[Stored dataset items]
|---|

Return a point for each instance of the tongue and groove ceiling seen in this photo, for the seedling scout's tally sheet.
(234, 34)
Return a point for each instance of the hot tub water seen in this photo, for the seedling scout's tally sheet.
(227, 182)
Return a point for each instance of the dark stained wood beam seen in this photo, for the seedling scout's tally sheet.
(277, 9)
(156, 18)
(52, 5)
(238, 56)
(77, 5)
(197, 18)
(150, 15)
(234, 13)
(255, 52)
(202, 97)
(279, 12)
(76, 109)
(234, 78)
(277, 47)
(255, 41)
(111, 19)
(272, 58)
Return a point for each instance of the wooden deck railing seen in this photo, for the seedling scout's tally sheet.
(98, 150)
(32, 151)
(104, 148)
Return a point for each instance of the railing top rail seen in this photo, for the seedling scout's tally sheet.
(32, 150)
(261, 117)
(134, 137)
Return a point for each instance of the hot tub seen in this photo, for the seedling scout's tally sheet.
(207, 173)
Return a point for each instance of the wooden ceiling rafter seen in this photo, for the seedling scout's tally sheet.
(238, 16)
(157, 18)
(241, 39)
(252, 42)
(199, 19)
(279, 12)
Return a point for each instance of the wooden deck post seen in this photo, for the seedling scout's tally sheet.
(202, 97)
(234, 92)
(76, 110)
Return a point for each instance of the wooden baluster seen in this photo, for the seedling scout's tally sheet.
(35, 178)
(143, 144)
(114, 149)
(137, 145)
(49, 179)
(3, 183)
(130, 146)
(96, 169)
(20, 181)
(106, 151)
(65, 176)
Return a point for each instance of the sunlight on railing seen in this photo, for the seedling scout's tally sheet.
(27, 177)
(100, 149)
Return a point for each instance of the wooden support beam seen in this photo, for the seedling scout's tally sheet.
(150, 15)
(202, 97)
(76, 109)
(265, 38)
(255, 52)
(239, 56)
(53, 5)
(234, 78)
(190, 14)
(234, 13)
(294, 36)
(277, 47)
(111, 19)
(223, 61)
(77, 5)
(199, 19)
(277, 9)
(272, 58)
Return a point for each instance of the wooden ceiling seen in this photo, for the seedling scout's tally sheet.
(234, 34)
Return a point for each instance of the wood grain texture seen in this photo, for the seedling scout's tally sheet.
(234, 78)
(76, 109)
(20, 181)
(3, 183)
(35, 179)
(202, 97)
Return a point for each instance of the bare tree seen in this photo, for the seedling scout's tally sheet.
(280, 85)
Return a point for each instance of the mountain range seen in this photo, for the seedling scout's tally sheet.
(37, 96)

|---|

— WHAT YOU NEED TO DO —
Would you copy out exactly the lines from the one holding "Return a point for each instance of the wooden support" through the end of the entries above, both ends included?

— RESPONSE BOX —
Return a point for each instance of the wooden support beam seen in this photo, for the seedling scout's tally sheet.
(150, 15)
(202, 97)
(76, 109)
(265, 38)
(255, 52)
(239, 56)
(53, 5)
(234, 78)
(190, 14)
(234, 13)
(294, 36)
(277, 47)
(111, 19)
(223, 61)
(77, 5)
(199, 19)
(277, 9)
(272, 58)
Return a point for each instance of the wooden ceiling seen in this photo, for the seedling scout's tally sheet.
(234, 34)
Return a point for each instance of the wood grain texture seen in this photo, for the seedling scout's tally sheet.
(234, 78)
(76, 109)
(20, 181)
(3, 183)
(35, 179)
(202, 97)
Return a point for each instance of the bare tree seen in this photo, for the seedling scout's tally sheet.
(280, 85)
Return a point for each instance of the mountain range seen in this photo, for the seedling scout's tally sheet.
(37, 96)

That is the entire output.